=== WHAT YOU ARE ASKED TO DO ===
Whenever a line in this data holds the word "renault", report that line in full.

◇ ◇ ◇ ◇ ◇

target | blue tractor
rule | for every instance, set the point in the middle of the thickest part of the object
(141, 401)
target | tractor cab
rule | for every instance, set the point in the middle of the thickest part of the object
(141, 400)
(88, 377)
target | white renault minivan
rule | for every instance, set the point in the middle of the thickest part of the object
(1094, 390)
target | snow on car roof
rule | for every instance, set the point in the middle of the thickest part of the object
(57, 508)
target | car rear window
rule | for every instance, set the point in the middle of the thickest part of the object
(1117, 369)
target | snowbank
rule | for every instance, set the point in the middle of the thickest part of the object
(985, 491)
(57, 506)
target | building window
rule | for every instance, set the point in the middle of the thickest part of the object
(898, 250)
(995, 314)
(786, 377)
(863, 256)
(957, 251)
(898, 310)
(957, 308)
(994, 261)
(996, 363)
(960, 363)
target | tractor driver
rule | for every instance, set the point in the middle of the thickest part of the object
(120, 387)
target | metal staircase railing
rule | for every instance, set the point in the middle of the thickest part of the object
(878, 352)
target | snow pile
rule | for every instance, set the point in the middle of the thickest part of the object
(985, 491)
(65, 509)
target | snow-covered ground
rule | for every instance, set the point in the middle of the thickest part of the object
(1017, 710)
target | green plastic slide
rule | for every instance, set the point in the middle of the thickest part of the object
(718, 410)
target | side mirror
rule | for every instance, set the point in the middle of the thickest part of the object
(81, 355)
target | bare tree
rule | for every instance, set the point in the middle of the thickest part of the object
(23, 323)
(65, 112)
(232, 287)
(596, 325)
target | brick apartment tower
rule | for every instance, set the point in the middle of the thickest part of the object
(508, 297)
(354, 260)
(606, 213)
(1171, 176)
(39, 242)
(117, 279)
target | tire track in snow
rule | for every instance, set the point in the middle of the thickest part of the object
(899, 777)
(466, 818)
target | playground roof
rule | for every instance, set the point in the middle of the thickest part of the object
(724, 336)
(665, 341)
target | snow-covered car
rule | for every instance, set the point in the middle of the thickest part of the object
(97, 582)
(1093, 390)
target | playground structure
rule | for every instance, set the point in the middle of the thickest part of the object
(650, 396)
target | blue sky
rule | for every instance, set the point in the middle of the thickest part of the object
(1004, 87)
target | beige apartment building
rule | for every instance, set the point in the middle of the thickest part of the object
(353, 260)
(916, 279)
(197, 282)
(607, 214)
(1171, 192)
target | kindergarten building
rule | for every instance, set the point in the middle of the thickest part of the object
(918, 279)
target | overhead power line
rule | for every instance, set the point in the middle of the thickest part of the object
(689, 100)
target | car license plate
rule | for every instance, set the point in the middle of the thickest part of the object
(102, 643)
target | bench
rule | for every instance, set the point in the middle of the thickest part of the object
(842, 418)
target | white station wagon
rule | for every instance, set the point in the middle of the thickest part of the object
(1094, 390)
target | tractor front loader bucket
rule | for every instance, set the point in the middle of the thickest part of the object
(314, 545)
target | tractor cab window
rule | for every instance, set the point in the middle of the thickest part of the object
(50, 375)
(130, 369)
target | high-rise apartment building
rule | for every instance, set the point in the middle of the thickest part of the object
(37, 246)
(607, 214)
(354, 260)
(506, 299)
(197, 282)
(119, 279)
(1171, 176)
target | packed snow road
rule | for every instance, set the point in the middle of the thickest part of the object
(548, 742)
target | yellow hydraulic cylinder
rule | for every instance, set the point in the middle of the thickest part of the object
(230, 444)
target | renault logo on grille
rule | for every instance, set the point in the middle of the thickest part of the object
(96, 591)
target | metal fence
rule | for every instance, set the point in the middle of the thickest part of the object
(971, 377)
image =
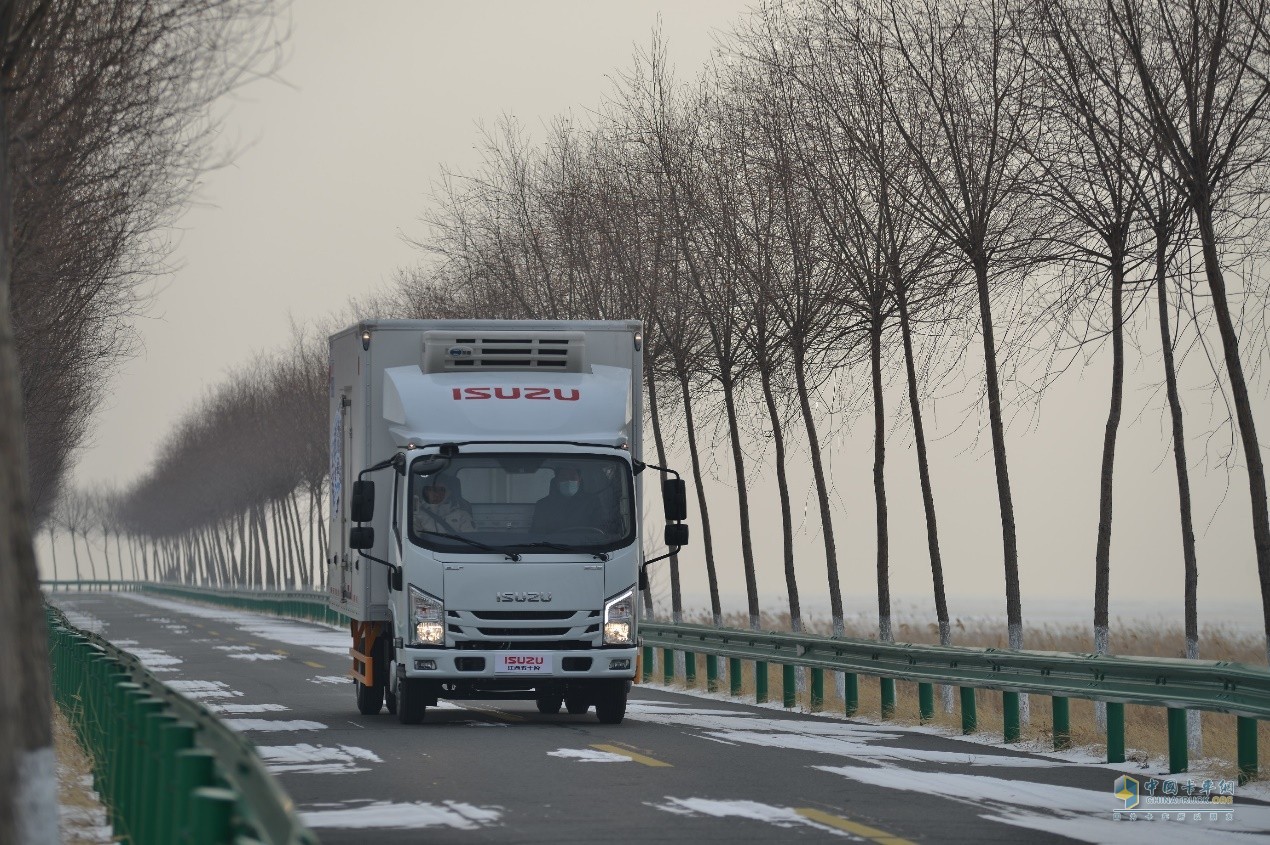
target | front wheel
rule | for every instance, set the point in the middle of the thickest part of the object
(410, 702)
(611, 703)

◇ ◇ ◇ ◇ ◇

=== OUTPUT FOR THIS EXERCISE ===
target | white renault minivan
target | renault logo on grille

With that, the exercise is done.